[Start of Attachment]

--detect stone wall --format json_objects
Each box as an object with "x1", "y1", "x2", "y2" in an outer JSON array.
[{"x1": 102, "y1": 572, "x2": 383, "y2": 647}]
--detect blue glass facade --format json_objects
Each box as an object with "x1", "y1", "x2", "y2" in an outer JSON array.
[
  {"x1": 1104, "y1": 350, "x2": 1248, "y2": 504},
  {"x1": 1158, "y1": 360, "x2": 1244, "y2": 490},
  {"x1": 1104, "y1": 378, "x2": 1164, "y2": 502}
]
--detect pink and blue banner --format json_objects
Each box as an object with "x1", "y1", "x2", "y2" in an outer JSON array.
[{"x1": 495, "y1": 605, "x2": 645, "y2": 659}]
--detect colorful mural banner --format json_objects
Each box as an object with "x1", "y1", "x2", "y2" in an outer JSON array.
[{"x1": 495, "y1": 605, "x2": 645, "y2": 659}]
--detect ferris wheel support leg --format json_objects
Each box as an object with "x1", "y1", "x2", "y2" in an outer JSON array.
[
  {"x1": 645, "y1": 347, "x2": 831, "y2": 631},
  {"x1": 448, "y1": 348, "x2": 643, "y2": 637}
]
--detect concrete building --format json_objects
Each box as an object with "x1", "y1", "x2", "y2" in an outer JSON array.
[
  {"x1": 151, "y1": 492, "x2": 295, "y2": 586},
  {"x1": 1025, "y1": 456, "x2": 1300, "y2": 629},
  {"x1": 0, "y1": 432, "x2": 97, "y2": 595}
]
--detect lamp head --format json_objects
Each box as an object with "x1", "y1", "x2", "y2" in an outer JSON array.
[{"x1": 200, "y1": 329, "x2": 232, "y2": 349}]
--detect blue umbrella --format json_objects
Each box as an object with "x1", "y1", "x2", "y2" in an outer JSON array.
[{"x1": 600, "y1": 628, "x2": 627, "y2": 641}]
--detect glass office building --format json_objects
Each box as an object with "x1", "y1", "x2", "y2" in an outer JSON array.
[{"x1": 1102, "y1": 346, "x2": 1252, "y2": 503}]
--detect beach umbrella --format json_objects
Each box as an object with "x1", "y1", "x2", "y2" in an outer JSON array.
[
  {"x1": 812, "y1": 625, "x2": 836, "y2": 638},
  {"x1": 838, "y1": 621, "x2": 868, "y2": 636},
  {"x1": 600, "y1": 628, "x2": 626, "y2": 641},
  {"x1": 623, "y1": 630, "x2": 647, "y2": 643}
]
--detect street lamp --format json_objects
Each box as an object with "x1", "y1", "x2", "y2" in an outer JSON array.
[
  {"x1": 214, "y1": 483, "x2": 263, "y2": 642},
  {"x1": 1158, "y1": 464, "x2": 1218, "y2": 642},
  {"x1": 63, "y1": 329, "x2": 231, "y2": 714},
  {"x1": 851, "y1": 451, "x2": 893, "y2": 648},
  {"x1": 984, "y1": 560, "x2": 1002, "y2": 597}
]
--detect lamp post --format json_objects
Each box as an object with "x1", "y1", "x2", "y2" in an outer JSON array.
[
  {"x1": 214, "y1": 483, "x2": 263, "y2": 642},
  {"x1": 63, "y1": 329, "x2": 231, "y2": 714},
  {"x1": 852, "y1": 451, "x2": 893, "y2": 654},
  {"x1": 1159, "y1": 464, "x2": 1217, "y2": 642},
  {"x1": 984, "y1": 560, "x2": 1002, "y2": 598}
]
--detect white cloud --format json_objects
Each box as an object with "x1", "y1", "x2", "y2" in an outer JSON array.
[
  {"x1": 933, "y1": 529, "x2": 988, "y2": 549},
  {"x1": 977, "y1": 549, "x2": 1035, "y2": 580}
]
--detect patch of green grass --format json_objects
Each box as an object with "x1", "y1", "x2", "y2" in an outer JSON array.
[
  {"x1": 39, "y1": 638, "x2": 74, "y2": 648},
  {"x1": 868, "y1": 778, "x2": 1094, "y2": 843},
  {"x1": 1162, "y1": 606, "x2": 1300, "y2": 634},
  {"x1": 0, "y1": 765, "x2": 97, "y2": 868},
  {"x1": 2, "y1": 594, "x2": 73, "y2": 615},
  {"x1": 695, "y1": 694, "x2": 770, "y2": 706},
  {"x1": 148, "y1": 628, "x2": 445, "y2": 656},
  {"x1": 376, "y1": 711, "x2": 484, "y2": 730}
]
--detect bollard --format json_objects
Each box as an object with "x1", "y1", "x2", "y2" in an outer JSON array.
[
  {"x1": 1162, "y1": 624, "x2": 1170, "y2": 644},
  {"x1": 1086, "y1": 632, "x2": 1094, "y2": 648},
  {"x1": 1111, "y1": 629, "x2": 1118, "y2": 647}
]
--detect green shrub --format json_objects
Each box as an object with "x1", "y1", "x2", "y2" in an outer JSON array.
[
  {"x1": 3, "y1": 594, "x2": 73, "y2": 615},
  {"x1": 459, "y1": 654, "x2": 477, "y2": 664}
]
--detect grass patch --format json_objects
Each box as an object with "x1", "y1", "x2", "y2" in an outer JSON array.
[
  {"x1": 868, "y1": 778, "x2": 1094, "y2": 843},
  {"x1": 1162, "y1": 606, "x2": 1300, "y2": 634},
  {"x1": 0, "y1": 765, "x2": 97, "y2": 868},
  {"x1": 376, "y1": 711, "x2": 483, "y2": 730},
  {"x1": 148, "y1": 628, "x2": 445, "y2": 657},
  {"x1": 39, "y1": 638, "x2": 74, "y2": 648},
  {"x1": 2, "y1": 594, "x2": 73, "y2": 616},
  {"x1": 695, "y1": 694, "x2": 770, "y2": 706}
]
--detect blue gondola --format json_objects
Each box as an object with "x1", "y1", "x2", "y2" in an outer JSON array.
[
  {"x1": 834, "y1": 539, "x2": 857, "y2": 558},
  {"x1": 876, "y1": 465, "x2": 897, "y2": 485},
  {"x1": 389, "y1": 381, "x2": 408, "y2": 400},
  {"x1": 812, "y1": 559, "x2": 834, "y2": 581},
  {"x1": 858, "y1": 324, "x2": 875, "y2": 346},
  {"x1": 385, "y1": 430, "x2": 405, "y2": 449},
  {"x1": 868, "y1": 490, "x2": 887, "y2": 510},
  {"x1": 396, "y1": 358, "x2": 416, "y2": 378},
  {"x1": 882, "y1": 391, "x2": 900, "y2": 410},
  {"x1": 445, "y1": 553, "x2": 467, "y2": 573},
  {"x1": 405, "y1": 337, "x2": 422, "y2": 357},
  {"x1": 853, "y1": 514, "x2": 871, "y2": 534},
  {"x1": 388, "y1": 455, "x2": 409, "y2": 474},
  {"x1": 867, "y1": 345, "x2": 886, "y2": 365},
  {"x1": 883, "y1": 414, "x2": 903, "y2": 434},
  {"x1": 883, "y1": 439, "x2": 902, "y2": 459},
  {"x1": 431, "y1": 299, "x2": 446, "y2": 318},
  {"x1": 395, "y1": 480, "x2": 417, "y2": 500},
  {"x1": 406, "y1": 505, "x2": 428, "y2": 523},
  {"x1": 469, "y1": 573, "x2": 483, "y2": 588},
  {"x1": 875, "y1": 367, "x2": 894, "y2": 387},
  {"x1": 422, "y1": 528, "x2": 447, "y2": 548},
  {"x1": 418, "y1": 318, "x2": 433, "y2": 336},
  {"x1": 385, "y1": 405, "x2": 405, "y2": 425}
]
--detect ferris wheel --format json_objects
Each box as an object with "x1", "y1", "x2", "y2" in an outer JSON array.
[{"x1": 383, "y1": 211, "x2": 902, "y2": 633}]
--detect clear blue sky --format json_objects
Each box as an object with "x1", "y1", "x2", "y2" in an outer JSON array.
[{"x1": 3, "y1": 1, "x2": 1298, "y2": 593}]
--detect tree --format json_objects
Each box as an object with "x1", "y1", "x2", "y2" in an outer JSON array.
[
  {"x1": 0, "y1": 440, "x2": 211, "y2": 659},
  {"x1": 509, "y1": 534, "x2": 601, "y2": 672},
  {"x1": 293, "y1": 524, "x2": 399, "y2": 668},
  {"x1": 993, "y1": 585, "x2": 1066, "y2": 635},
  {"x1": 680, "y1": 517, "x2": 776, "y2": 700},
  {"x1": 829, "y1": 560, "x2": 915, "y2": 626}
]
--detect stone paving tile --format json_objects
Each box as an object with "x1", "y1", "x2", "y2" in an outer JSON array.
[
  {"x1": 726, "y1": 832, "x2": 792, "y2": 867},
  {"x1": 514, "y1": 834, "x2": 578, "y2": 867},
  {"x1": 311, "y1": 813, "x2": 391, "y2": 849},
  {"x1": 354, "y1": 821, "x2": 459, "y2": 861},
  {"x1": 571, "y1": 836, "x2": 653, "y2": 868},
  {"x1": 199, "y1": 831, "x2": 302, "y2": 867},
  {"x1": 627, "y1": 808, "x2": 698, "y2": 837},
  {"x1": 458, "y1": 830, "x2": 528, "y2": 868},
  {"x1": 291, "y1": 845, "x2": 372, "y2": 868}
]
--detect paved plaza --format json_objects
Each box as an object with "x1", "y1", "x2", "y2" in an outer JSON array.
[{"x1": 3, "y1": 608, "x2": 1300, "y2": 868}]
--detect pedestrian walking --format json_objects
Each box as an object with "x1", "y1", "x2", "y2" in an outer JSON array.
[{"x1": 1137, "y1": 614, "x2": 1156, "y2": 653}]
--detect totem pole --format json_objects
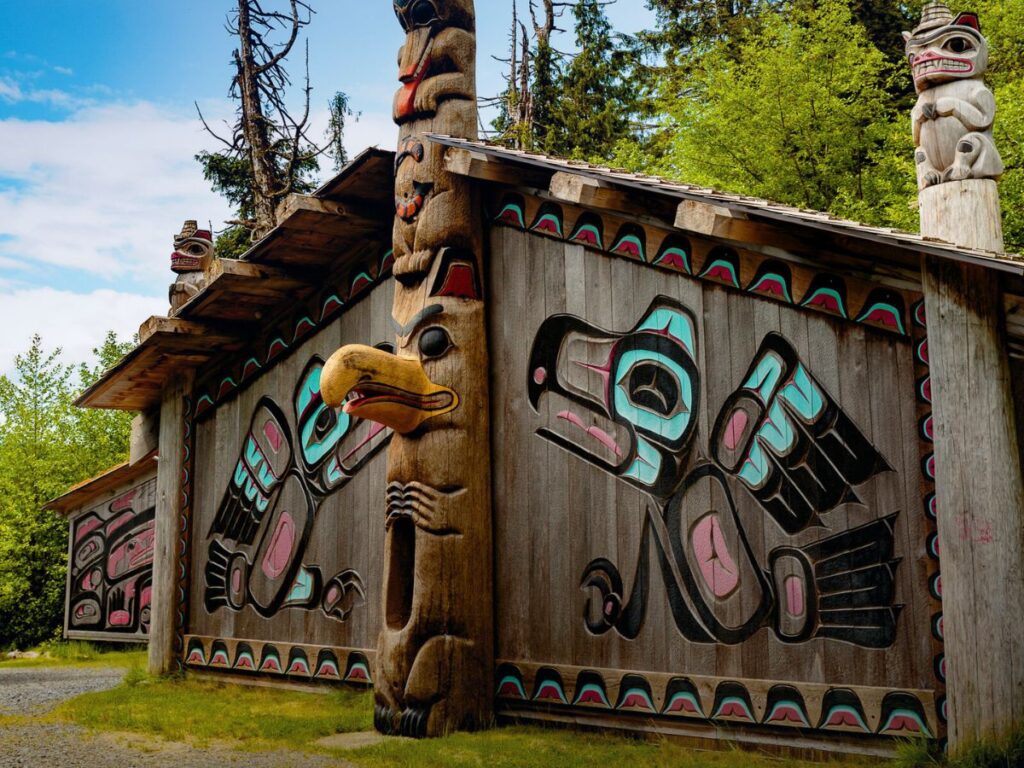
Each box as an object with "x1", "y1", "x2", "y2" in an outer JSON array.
[
  {"x1": 906, "y1": 4, "x2": 1024, "y2": 749},
  {"x1": 320, "y1": 0, "x2": 493, "y2": 738},
  {"x1": 168, "y1": 220, "x2": 214, "y2": 313}
]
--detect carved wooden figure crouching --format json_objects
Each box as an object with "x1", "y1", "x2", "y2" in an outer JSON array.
[
  {"x1": 168, "y1": 220, "x2": 214, "y2": 313},
  {"x1": 320, "y1": 0, "x2": 492, "y2": 739},
  {"x1": 904, "y1": 2, "x2": 1003, "y2": 189}
]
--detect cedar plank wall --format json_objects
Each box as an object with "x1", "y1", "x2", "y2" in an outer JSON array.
[
  {"x1": 487, "y1": 192, "x2": 943, "y2": 754},
  {"x1": 65, "y1": 474, "x2": 157, "y2": 643},
  {"x1": 184, "y1": 275, "x2": 393, "y2": 685}
]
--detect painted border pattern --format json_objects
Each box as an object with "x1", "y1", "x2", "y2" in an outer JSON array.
[
  {"x1": 184, "y1": 635, "x2": 373, "y2": 685},
  {"x1": 491, "y1": 193, "x2": 909, "y2": 338},
  {"x1": 912, "y1": 301, "x2": 947, "y2": 741},
  {"x1": 192, "y1": 248, "x2": 394, "y2": 421},
  {"x1": 495, "y1": 662, "x2": 936, "y2": 739},
  {"x1": 174, "y1": 395, "x2": 196, "y2": 670}
]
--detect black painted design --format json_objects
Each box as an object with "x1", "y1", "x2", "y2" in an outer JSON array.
[{"x1": 203, "y1": 356, "x2": 391, "y2": 619}]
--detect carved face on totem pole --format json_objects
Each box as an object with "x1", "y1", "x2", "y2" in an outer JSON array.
[
  {"x1": 168, "y1": 220, "x2": 214, "y2": 313},
  {"x1": 903, "y1": 3, "x2": 1003, "y2": 188},
  {"x1": 320, "y1": 0, "x2": 490, "y2": 740},
  {"x1": 170, "y1": 220, "x2": 213, "y2": 275}
]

[End of Attachment]

WHAT IS REQUIRED ▸ Each line from the start of the listing above through the line containing "--detect blue umbrella --format json_objects" must be reproduced exactly. Leave out the rest.

RESPONSE BELOW ▸
--detect stone wall --format json_objects
Each box as an object with "x1", "y1", "x2", "y2" in an outer JSON array.
[{"x1": 102, "y1": 572, "x2": 383, "y2": 647}]
--detect blue glass facade --format json_objects
Each box as an object with "x1", "y1", "x2", "y2" in an outer JSON array.
[
  {"x1": 1104, "y1": 350, "x2": 1248, "y2": 504},
  {"x1": 1158, "y1": 360, "x2": 1244, "y2": 490},
  {"x1": 1104, "y1": 378, "x2": 1164, "y2": 502}
]
--detect pink and blue banner --format json_objects
Each box as an object with "x1", "y1", "x2", "y2" in an outer JSON array.
[{"x1": 495, "y1": 605, "x2": 645, "y2": 659}]
--detect colorful mural banner --format json_objects
Each box as an object with "x1", "y1", "x2", "y2" in an outer JSON array.
[{"x1": 495, "y1": 605, "x2": 645, "y2": 659}]
--detect ferris wheel support leg --format json_objects
Each box as an object with "x1", "y1", "x2", "y2" in an outer JSON array.
[
  {"x1": 645, "y1": 347, "x2": 831, "y2": 631},
  {"x1": 448, "y1": 348, "x2": 643, "y2": 637}
]
--detect concrete building --format json_objects
Each box as an object with "x1", "y1", "x2", "y2" in an outer JSON array.
[
  {"x1": 151, "y1": 492, "x2": 295, "y2": 586},
  {"x1": 1025, "y1": 456, "x2": 1300, "y2": 629},
  {"x1": 0, "y1": 432, "x2": 97, "y2": 595}
]
--detect lamp head --format json_objects
Each box as an object with "x1", "y1", "x2", "y2" in an outer JSON array.
[{"x1": 200, "y1": 329, "x2": 232, "y2": 349}]
--detect blue umbrella --format json_objects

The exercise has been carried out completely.